The task: Starting at the line that contains "In this exercise you will indicate the potted", restate every line word for word through the end of the entries.
--- START ---
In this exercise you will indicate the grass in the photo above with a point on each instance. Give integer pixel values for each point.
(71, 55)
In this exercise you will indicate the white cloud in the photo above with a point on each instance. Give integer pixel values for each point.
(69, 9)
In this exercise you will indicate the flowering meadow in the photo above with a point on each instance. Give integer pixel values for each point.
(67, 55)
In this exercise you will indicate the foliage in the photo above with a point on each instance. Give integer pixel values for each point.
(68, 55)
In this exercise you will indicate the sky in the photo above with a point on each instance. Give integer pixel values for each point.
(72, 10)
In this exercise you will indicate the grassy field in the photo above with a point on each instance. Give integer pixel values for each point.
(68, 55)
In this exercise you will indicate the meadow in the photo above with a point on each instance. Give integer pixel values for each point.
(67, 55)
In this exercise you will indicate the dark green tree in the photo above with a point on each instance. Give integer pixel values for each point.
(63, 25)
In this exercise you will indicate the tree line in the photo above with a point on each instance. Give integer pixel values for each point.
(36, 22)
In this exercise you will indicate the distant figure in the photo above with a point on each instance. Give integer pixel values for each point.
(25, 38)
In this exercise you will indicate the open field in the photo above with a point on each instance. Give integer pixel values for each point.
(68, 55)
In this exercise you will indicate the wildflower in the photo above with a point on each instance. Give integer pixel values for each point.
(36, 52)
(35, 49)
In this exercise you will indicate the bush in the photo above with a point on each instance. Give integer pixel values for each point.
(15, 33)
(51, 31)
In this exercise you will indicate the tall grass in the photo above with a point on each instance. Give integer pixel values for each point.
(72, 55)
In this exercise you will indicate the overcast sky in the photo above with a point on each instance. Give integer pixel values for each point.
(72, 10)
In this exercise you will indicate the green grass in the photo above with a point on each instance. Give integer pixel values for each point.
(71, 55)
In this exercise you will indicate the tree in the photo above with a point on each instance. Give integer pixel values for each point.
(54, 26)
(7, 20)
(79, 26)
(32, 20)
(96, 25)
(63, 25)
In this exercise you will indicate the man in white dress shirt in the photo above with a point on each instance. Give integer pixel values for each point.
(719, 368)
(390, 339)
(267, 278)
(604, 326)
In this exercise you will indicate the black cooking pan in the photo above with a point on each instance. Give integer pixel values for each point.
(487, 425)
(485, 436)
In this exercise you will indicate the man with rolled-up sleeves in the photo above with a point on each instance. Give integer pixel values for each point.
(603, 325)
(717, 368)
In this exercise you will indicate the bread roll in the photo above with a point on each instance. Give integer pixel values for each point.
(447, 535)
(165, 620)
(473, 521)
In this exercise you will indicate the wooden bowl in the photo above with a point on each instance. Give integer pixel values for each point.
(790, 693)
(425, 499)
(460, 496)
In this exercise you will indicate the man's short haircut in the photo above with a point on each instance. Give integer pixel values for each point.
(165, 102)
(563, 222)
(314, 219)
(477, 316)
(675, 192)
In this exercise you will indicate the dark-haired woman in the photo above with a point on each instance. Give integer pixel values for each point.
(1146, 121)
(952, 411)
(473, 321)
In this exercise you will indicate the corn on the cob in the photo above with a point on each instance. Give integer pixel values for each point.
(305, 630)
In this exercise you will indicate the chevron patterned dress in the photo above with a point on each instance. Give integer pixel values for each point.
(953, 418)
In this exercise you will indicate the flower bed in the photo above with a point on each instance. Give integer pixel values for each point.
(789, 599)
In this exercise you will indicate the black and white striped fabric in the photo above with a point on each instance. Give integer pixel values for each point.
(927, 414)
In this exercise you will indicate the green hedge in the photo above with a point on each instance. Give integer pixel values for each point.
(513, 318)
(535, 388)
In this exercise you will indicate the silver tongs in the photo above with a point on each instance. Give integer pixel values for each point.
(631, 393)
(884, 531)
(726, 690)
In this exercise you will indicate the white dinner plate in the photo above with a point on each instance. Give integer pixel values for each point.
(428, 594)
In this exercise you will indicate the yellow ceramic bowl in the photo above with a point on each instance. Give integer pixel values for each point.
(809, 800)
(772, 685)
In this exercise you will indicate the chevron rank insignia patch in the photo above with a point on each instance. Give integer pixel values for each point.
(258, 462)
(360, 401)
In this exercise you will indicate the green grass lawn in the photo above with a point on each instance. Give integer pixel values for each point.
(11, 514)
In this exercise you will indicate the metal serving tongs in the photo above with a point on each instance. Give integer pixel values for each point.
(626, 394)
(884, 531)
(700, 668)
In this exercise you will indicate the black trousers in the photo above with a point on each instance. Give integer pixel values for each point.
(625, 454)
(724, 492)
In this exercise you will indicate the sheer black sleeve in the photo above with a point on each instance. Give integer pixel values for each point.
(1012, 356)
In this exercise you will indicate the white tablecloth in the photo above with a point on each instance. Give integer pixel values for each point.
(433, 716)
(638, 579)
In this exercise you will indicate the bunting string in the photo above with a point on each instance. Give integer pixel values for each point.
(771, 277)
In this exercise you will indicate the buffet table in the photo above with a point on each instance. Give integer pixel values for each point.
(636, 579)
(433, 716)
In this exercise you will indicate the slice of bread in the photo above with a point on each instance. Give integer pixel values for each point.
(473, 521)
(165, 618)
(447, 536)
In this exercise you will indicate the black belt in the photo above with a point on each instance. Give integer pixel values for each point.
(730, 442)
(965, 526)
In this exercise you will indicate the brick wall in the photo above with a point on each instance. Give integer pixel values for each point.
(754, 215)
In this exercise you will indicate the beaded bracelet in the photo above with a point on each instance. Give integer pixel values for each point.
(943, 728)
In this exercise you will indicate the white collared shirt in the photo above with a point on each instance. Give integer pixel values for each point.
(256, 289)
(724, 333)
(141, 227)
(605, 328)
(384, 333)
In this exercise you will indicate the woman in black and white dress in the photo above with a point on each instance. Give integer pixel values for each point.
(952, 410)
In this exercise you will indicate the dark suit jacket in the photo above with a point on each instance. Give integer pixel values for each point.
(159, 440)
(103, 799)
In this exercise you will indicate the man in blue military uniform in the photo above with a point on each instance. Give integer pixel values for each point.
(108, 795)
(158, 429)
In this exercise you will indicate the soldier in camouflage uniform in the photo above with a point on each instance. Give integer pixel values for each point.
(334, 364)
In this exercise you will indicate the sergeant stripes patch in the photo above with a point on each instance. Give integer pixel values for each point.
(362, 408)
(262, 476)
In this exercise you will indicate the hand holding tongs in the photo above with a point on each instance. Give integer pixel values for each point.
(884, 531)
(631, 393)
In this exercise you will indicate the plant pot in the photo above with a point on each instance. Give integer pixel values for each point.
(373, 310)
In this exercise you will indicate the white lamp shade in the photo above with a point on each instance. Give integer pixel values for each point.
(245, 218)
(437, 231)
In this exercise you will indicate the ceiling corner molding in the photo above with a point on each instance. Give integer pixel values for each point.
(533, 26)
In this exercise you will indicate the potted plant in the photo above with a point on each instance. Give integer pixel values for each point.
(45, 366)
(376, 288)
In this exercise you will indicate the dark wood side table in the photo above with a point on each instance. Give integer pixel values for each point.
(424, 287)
--- END ---
The answer:
In this exercise you will indicate the potted plant in the photo above with a point on each instance. Give integer pixel values for each point.
(45, 366)
(376, 288)
In this exercise you will indicate the dark wood side table in the photo above with a point on each instance. Give integer pixel values for each point.
(424, 287)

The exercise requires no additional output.